Kein Mensch behauptet, ein Bildnis oder eine Statue könnten ohne einen Maler oder Bildhauer entstehen. Wurde dieses Wunderwerk etwa ohne einen Werkmeister geschaffen? Oh, wie groß muss die Blindheit sein, die Ehrfurchtslosigkeit, die Ignoranz! Tat, mein Kind, beraube das Kunstwerk nie seines Künstlers! Ja, mehr noch, er ist noch mehr als das, denn kein Name kann sein Wesen erfassen, so groß ist er! Gewiss ist er der Einzige, den man wahrhaftig als Vater bezeichnen kann.

Wenn du mich drängst, dann sage ich sogar noch mehr: es ist sein Wesen, mit allen Dingen schwanger zu gehen und sie zu gebären. So wie es unmöglich ist, dass irgendein Ding erzeugt wird ohne einen Erzeuger, so unmöglich ist es, dass dieser Allerzeuger existiert, ohne unablässig zu zeugen, alles zu zeugen, was im Himmel ist und in der Luft  und auf Erden und in den Tiefen, in jedem Teil des Kosmos, in allem, was ist und auch nicht ist. Denn nichts gibt es in diesem Kosmos, das nicht er wäre. Er selbst ist die Dinge, die sind und die Dinge, die nicht sind. Jene, die sind, hat er sichtbar gemacht, und jene, die nicht sind, mit denen geht er noch schwanger.

**VORLIEGENDE LISTE**
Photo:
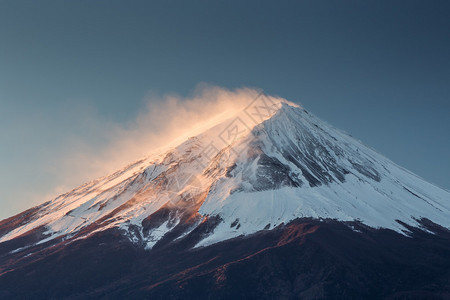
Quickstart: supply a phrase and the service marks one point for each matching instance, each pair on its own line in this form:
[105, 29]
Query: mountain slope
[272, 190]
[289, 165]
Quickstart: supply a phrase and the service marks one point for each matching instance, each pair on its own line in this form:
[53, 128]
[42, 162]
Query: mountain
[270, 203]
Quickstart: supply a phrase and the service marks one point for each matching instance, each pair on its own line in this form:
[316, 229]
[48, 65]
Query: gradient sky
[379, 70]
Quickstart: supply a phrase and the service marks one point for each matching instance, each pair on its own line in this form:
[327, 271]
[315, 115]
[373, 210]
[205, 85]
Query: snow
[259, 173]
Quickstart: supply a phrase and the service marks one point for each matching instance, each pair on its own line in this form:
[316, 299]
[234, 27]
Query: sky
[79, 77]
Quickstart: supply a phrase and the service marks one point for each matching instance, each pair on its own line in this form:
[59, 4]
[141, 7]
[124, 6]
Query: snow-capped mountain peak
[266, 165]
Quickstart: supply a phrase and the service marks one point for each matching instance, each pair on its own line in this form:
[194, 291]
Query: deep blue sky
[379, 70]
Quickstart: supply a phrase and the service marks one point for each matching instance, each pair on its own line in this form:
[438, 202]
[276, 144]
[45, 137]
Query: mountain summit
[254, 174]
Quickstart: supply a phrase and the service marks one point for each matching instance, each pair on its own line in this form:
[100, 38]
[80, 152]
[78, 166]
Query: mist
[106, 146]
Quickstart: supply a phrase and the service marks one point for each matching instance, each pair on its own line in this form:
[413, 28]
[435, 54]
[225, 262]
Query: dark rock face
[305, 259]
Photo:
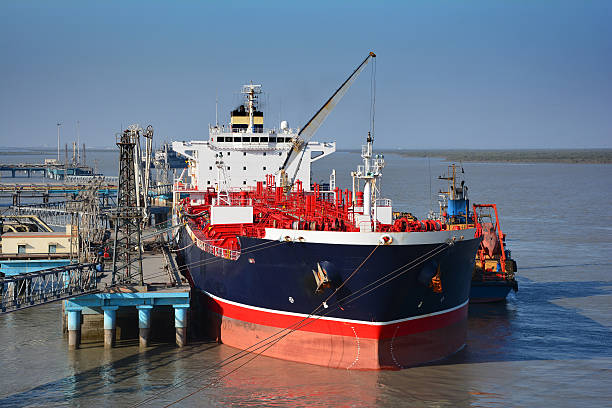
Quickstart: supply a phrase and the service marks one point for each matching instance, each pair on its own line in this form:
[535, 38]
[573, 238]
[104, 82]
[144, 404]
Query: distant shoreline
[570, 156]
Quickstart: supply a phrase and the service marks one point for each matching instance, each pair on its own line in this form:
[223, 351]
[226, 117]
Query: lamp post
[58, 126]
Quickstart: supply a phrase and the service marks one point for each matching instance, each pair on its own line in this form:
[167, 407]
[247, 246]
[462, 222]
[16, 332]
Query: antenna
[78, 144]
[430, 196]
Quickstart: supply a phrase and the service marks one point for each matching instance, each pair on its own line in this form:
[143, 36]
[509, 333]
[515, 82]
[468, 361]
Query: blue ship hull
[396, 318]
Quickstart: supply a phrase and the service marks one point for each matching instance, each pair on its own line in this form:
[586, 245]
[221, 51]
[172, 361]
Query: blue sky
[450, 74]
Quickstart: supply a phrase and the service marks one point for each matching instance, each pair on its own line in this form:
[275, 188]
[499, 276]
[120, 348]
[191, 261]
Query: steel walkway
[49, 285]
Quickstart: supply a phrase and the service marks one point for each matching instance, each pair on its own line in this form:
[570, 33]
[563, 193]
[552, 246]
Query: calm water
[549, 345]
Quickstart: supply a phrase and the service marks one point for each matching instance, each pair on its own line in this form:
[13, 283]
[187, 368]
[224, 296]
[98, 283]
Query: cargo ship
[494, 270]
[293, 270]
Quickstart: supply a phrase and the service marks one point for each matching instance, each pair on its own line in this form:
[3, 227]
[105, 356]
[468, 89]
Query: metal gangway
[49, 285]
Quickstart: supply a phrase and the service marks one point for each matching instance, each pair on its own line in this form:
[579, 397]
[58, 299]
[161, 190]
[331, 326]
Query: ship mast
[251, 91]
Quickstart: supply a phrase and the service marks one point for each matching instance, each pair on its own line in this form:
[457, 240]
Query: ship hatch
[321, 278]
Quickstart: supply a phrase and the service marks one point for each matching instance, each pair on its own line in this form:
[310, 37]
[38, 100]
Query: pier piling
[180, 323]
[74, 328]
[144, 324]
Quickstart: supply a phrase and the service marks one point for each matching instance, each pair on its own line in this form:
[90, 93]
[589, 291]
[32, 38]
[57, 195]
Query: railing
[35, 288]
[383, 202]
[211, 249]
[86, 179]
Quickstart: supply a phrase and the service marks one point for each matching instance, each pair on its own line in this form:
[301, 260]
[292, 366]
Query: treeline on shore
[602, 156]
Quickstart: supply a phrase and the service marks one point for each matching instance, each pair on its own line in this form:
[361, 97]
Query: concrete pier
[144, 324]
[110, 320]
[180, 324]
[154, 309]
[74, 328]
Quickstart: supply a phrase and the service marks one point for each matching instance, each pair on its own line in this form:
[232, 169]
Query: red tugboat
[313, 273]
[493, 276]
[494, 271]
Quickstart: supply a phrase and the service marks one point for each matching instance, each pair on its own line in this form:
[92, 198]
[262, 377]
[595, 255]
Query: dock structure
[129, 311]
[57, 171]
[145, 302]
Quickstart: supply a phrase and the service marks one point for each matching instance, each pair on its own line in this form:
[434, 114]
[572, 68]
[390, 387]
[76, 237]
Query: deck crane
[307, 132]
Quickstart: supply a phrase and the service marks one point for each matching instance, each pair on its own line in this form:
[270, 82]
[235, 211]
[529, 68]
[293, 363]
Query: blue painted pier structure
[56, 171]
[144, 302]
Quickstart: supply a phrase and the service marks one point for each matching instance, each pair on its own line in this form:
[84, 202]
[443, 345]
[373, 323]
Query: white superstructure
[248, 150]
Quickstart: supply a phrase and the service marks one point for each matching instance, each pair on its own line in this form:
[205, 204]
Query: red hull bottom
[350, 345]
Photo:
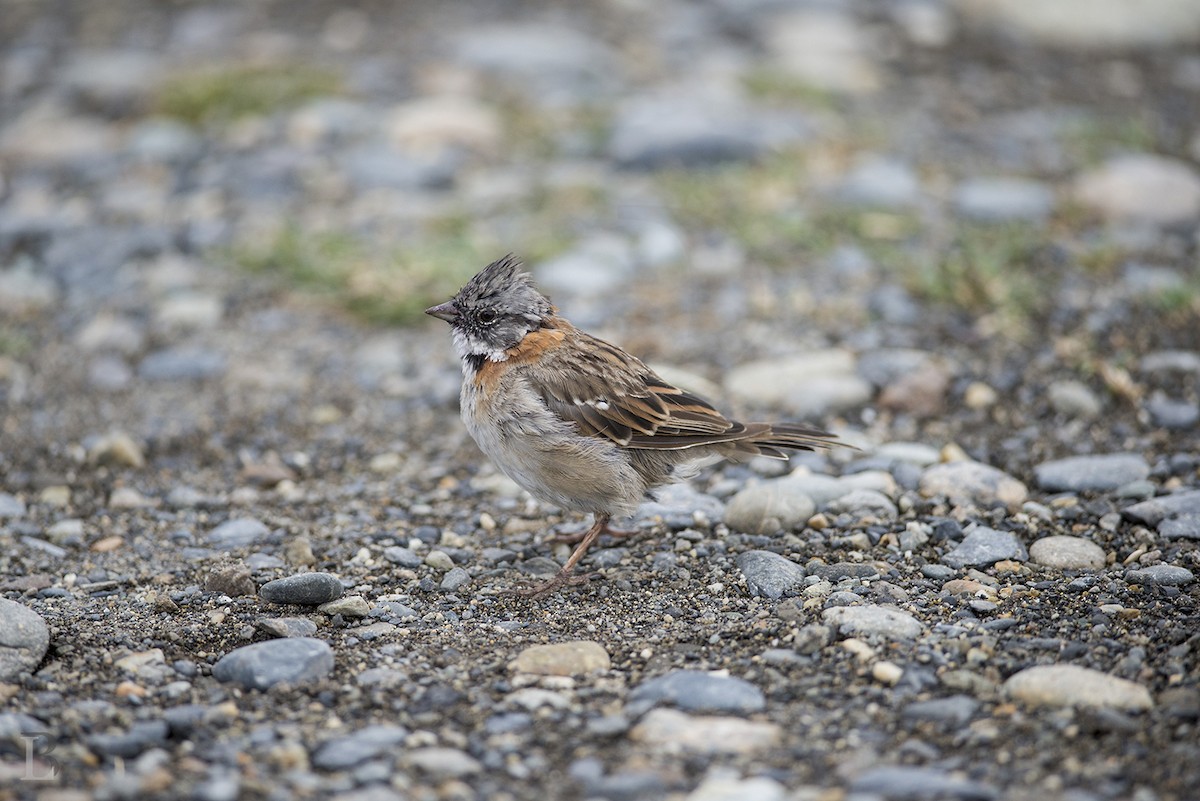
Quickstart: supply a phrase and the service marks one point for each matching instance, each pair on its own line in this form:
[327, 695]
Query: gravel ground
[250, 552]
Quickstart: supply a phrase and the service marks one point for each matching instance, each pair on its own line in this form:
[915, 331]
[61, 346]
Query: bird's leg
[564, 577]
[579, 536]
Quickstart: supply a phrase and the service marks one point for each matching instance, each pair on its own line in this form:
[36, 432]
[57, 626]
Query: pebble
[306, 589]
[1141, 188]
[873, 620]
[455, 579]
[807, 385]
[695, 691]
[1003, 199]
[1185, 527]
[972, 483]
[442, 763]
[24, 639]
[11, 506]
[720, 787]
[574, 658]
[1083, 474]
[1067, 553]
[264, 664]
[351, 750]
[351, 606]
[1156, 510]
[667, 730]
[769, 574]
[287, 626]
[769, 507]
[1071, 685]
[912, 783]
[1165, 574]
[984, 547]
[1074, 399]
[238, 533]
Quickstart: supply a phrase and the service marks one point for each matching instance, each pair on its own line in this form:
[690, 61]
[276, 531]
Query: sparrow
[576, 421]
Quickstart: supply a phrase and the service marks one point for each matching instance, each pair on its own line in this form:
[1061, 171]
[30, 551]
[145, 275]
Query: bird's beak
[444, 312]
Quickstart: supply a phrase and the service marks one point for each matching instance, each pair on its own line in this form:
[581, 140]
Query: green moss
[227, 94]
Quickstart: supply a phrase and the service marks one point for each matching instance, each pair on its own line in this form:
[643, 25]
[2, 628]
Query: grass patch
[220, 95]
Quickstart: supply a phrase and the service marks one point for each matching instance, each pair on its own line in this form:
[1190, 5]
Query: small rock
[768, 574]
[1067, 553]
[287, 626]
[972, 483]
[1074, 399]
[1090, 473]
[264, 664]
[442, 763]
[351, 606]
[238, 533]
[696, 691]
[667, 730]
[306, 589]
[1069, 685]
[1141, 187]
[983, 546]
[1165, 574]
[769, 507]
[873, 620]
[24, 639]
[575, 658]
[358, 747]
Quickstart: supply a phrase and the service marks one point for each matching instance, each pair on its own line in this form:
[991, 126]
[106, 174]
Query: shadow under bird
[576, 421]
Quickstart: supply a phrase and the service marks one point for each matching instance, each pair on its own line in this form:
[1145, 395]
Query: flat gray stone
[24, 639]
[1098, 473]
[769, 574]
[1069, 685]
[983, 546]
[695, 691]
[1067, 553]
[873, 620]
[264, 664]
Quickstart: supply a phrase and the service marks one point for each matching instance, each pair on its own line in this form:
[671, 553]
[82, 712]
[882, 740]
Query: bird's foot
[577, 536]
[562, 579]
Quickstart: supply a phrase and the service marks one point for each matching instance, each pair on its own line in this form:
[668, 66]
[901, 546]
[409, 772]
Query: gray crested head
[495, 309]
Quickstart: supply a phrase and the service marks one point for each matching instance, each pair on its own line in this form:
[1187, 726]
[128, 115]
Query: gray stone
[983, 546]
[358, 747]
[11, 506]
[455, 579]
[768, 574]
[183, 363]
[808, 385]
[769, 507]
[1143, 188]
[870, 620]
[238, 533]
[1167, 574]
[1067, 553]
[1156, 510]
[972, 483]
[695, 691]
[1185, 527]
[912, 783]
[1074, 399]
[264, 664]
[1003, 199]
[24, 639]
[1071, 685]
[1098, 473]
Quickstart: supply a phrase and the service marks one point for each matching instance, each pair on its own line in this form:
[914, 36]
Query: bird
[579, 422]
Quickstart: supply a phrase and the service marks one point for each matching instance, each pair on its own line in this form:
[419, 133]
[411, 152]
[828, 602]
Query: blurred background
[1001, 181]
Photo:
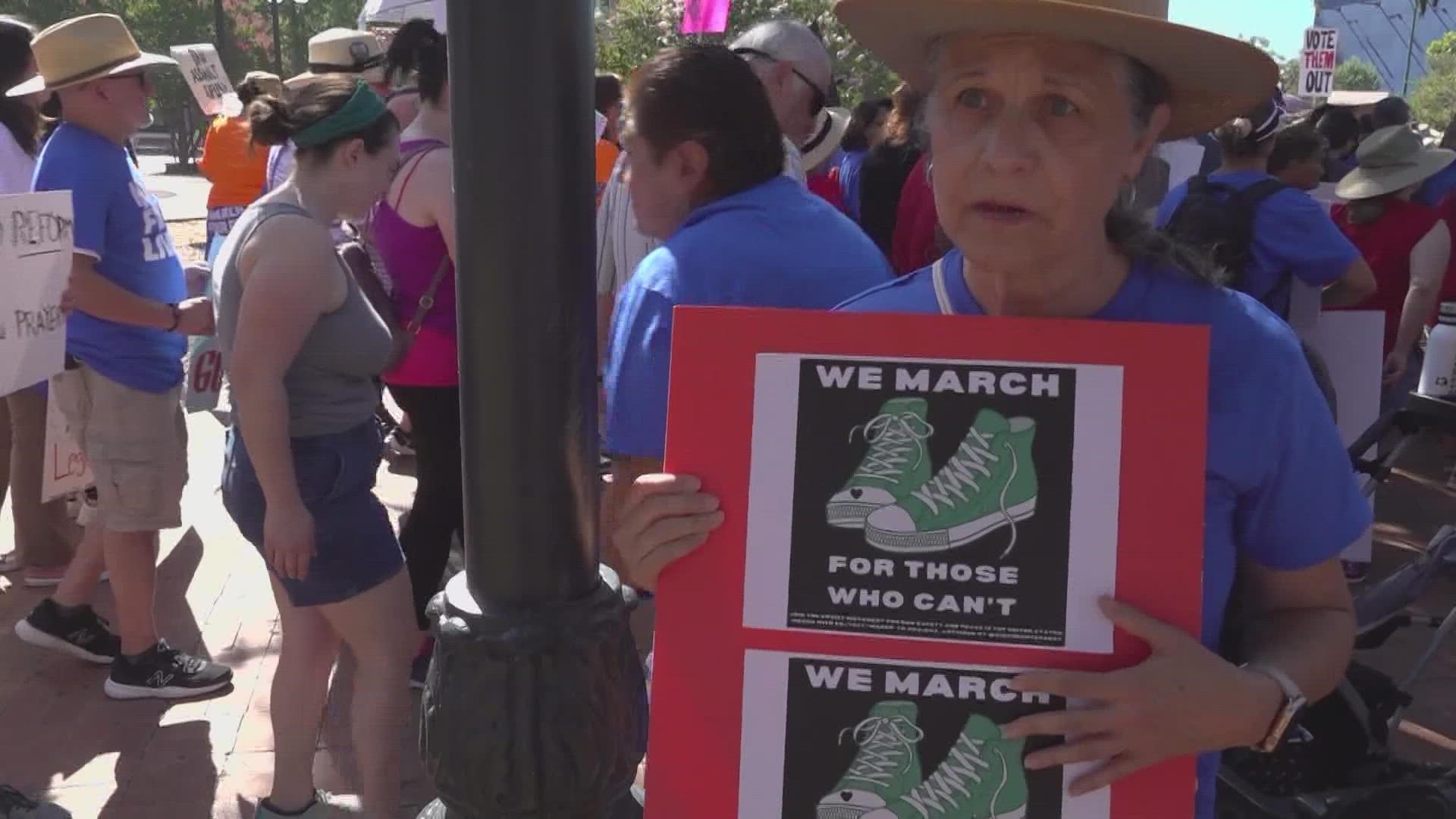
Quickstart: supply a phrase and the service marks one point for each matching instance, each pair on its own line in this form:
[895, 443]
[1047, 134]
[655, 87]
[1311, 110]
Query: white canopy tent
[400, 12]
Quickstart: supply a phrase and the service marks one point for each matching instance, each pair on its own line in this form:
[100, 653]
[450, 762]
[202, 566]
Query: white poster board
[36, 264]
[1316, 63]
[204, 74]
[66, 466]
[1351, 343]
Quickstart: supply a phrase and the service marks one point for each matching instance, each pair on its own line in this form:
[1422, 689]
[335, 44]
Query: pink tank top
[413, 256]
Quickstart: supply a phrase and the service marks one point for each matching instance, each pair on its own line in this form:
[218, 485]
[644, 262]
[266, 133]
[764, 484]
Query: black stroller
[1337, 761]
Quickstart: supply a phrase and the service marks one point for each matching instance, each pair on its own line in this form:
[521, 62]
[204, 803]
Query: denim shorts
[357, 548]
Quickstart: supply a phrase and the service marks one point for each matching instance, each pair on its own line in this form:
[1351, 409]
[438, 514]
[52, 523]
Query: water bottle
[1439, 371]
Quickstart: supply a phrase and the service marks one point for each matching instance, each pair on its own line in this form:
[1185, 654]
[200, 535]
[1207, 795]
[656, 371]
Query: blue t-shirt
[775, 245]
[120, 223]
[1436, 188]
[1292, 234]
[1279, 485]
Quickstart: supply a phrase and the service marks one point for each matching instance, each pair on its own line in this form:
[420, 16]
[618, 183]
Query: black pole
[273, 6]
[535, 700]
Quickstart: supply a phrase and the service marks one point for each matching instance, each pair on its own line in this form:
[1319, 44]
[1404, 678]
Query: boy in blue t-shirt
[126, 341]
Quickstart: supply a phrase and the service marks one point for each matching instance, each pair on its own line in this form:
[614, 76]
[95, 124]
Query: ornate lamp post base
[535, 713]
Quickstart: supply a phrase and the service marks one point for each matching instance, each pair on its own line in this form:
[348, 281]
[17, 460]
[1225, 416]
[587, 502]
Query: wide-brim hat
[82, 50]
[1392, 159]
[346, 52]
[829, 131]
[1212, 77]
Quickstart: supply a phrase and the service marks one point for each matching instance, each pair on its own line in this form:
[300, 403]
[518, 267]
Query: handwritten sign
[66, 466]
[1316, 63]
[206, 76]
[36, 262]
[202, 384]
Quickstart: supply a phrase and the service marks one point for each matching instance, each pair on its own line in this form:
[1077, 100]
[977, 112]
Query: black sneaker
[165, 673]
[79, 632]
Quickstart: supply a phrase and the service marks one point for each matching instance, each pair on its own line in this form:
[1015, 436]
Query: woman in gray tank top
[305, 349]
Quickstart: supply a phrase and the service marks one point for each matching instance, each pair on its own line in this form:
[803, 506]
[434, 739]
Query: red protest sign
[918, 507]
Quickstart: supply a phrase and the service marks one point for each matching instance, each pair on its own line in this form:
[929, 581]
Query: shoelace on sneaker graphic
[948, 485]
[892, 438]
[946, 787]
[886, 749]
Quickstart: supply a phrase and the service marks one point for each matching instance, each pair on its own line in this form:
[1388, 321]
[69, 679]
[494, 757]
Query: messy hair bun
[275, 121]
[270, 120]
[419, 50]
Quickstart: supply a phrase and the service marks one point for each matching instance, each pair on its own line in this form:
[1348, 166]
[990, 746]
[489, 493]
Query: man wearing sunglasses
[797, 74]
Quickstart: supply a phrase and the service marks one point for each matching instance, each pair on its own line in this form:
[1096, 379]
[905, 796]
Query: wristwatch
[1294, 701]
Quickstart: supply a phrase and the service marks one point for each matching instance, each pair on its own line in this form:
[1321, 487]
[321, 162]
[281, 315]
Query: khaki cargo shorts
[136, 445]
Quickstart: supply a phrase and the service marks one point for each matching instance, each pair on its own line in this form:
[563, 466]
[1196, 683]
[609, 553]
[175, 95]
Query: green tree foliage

**AUFGABE A**
Was sagt der Textauszug über den Allerzeuger zu diesen Punkten?
(i) Was behauptet laut dem Text kein Mensch?
(ii) Welche Dinge hat er sichtbar gemacht?
(iii) Was ist nach dem Text sein Wesen?
**AUFGABE B**
Wie könnte der Textauszug über den Allerzeuger weitergehen? Schreibe ihn im Anschluss an seinen letzten Satz fort.
Die Liste spielt hierfür keine Rolle.

**LÖSUNG A**
(i) Dass ein Bildnis oder eine Statue ohne einen Maler oder Bildhauer entstehen könnten.
(ii) Die Dinge, die sind.
(iii) Mit allen Dingen schwanger zu gehen und sie zu gebären.

**LÖSUNG B**
Dies ist der Gott, den kein Name zu bezeichnen vermag, dies ist der Gott, der vollkommen verborgen und vollkommen offenbar ist. Dieser Gott, der für die Augen sichtbar ist und für den Geist. Er ist körperlos und besitzt viele Körper, oder besser, er besitzt alle Körper. Nichts gibt es, das er nicht wäre, und deswegen gehören alle Namen ihm, weil sie alle von einem Vater kommen, und deswegen hat er keinen Namen, weil er ihrer aller Vater ist.

Wer vermöchte dich zu preisen, deinen Willen auszuführen oder deine Pläne zu vollenden? Wo soll ich hinsehen, um dich zu preisen: hinauf, hinunter, in mein Inneres, hinaus in die Welt? Denn es gibt keine Richtung, in der ich dich finden könnte, keinen Ort, an dem du wohnst, kein Wesen, das dich enthielte. Alles ist in dir, alles kommt von dir. Du gibst alles und nimmst nichts. Denn du hast bereits alles und nichts gibt es, was nicht dir gehört.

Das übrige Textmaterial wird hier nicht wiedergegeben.